Segment Start: Extracted material

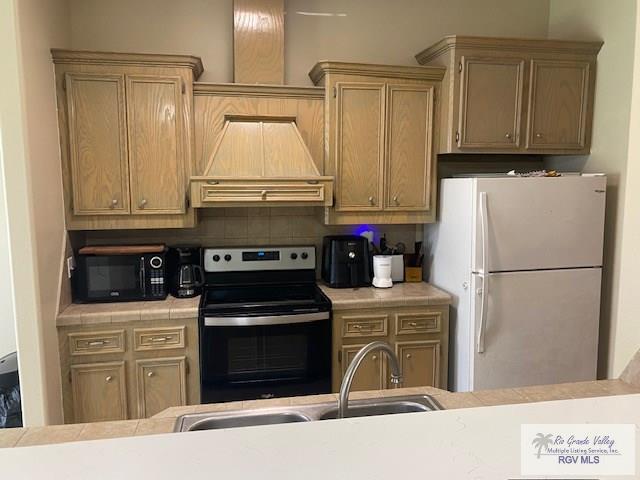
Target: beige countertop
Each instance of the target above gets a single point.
(400, 295)
(106, 313)
(164, 422)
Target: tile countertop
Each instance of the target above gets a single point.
(105, 313)
(165, 421)
(401, 294)
(479, 443)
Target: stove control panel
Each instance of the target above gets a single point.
(241, 259)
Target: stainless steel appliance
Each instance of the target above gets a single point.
(346, 262)
(265, 326)
(184, 271)
(119, 273)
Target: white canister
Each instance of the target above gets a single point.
(382, 271)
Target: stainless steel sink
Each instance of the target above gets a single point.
(305, 413)
(377, 409)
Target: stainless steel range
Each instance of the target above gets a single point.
(265, 326)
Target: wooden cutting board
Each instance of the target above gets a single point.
(121, 249)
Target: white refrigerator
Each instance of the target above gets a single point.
(522, 258)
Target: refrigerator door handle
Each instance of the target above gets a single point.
(484, 274)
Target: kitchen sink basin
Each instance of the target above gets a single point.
(305, 413)
(377, 409)
(247, 420)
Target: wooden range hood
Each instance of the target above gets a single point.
(260, 160)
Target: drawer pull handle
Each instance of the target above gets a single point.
(366, 326)
(160, 339)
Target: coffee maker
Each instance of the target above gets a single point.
(184, 271)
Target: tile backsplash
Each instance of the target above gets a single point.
(250, 226)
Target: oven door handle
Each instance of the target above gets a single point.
(265, 320)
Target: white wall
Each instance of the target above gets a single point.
(625, 336)
(7, 316)
(613, 22)
(372, 30)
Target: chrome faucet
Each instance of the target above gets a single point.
(396, 375)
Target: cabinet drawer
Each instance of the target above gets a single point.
(364, 325)
(96, 342)
(158, 338)
(418, 322)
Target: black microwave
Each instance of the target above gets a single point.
(119, 274)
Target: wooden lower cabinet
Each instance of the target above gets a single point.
(161, 383)
(99, 392)
(420, 362)
(419, 335)
(141, 378)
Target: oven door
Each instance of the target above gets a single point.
(103, 278)
(255, 357)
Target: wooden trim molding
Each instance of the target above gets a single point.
(247, 90)
(320, 69)
(84, 57)
(544, 46)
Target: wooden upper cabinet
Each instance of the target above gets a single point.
(156, 153)
(161, 383)
(126, 137)
(379, 141)
(99, 392)
(510, 95)
(359, 146)
(558, 102)
(409, 146)
(97, 144)
(490, 103)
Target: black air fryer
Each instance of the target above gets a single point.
(346, 262)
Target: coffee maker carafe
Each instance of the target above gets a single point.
(184, 269)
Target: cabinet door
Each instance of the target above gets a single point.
(370, 374)
(162, 383)
(420, 363)
(490, 103)
(156, 150)
(409, 150)
(97, 144)
(99, 392)
(558, 104)
(360, 146)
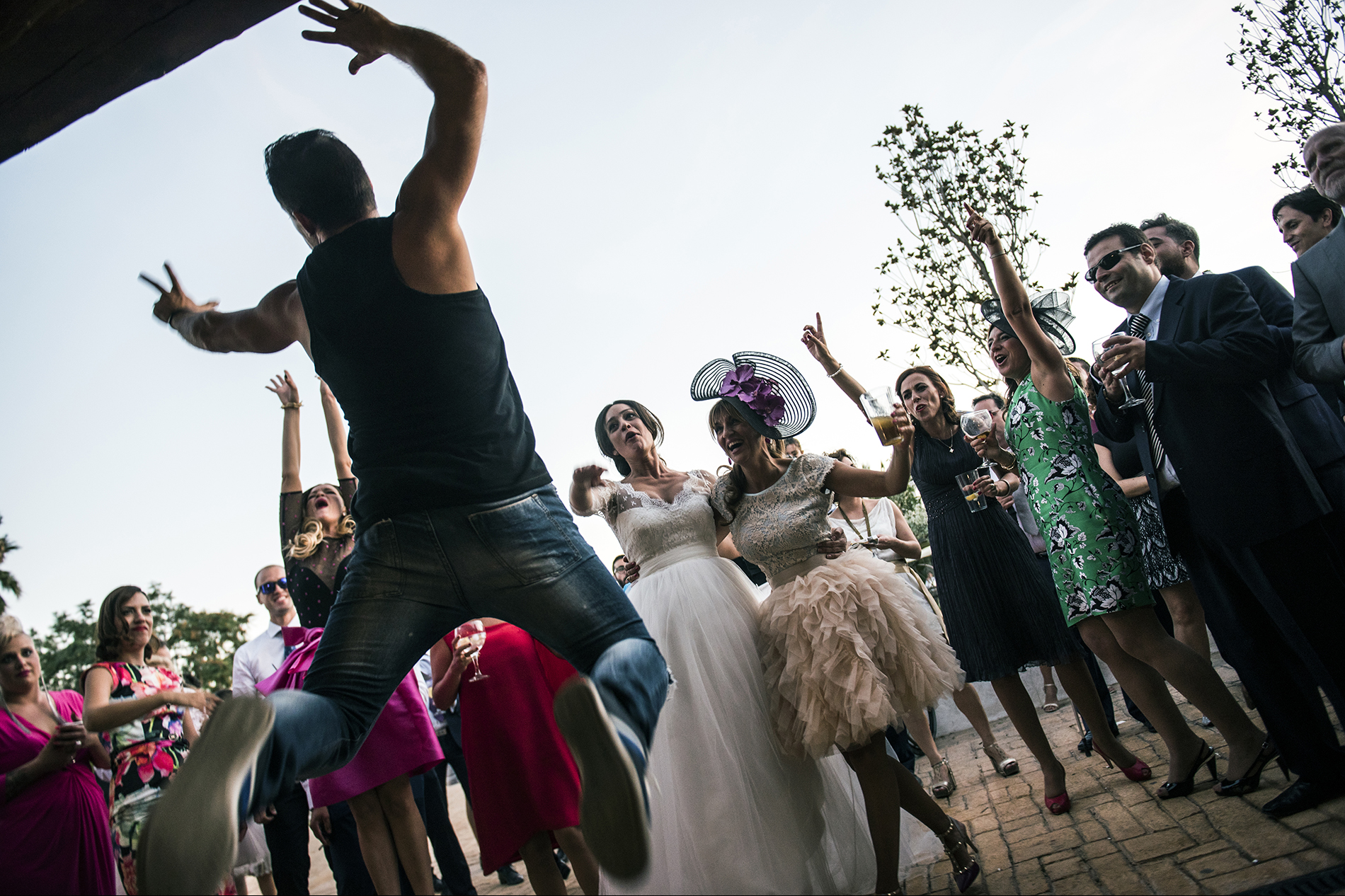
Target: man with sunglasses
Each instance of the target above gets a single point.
(1210, 431)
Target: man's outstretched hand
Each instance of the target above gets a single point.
(358, 27)
(173, 300)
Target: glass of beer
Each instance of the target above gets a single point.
(968, 490)
(880, 415)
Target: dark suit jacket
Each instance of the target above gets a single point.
(1242, 473)
(1310, 412)
(1320, 310)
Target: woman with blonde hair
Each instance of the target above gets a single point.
(52, 808)
(140, 712)
(318, 536)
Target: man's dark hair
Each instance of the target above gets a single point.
(319, 176)
(1310, 202)
(1179, 231)
(1130, 236)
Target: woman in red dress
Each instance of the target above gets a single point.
(525, 785)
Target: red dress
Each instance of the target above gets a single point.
(522, 776)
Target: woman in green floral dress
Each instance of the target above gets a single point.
(1091, 530)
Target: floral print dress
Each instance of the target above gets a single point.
(1089, 525)
(146, 755)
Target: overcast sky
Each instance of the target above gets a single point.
(659, 185)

Segment End: Extracted material

This exercise needs every entry retyped exactly, with the pictures removed.

Target: beige countertop
Each instance of the target above gets a single point.
(400, 295)
(106, 313)
(164, 422)
Target: tile countertop
Each instance of the target above gets a single point.
(105, 313)
(165, 421)
(401, 294)
(479, 443)
Target: stove control panel
Each instance of the target above gets a single point.
(241, 259)
Target: stainless steel appliance
Each instance of the target above gets a single point.
(346, 262)
(265, 326)
(184, 271)
(119, 273)
Target: white canister
Each instance of the target above gets a single point.
(382, 271)
Target: stainless steel sink
Each instance of the target above gets a single point.
(305, 413)
(377, 409)
Target: stainless steel range
Each instance of the target above gets a single point.
(265, 326)
Target: wooden cutting board
Each instance of the target above gets a single point.
(121, 249)
Target: white refrigerator
Each instance of the target above gets a single point.
(522, 258)
Target: refrigerator door handle
Each instance of the target above gets a single point.
(484, 274)
Target: kitchen sink basin
Each instance of the target above gets a single point.
(305, 413)
(377, 409)
(247, 420)
Target: wooden range hood
Each instance of the target above gets a single point.
(260, 160)
Target: drawer pull handle
Each instance of the target above gets a single point.
(366, 326)
(160, 339)
Target: coffee maker
Each instance of the target above gets a single point.
(184, 271)
Target: tile backsplash
Each instance of the target above gets a single point.
(250, 226)
Target: oven door handle
Each instance of the target above gets a single point.
(265, 320)
Target: white wall
Each instance of the target above gets a single point.
(625, 336)
(7, 316)
(613, 22)
(372, 30)
Target: chrome faucet
Each instance of the target above gets a single point.
(396, 375)
Target: cabinet drawer
Each instance of the target above gets a single point.
(364, 325)
(96, 342)
(158, 338)
(418, 322)
Target: black microwave
Each instance of the target above gets a single point.
(119, 274)
Target: wooden lower cabinet
Each instance of the target above gets a single point.
(161, 383)
(99, 392)
(420, 362)
(419, 335)
(141, 378)
Target: oven door
Each instance of the target above gets a single point.
(103, 278)
(255, 357)
Target: wooden trim molding
Each instance of the target above gets a single point.
(247, 90)
(320, 69)
(84, 57)
(544, 46)
Target: wooden upper cabinet
Each instance of the target above gets a single point.
(156, 153)
(161, 383)
(126, 137)
(379, 141)
(99, 392)
(510, 95)
(359, 146)
(558, 102)
(409, 146)
(97, 144)
(490, 103)
Target: black air fryer
Each instance of the target above gets a single point.
(346, 262)
Target: coffee maker carafe
Each instance of the target above gets a single point.
(184, 269)
Target: cabinet door
Each instance of the target above gets a single point.
(370, 374)
(162, 383)
(420, 363)
(490, 103)
(156, 150)
(409, 150)
(97, 144)
(99, 392)
(558, 104)
(360, 146)
Target: man with sunglasses
Each instance of the target above gets a single point.
(1210, 431)
Target: man's outstretched hand
Each instance of the target above gets a single point.
(358, 27)
(173, 300)
Target: glass of beer
Each instance of the target above gets a single point.
(968, 490)
(880, 415)
Target: dark suit jacket
Each instance of the target above gets a single point.
(1242, 473)
(1310, 412)
(1320, 310)
Target: woman with blonde hair
Each instance of the target above gets a single point.
(52, 808)
(140, 712)
(318, 536)
Target: man's dark hair
Each instance of the target above gets a single point.
(319, 176)
(1310, 202)
(1179, 231)
(1130, 236)
Target: woman in red dress
Each instance of the target above gets a single point.
(525, 785)
Target: red dress
Each instance of the target above gets a single point.
(522, 776)
Target: woman in green floral dress
Each instance of the target above gets a single point.
(1091, 530)
Target: floral print dress
Each instance of the target above gets a single point.
(1089, 525)
(146, 755)
Target: overcast sky
Each instance of the target above gets a single point.
(659, 185)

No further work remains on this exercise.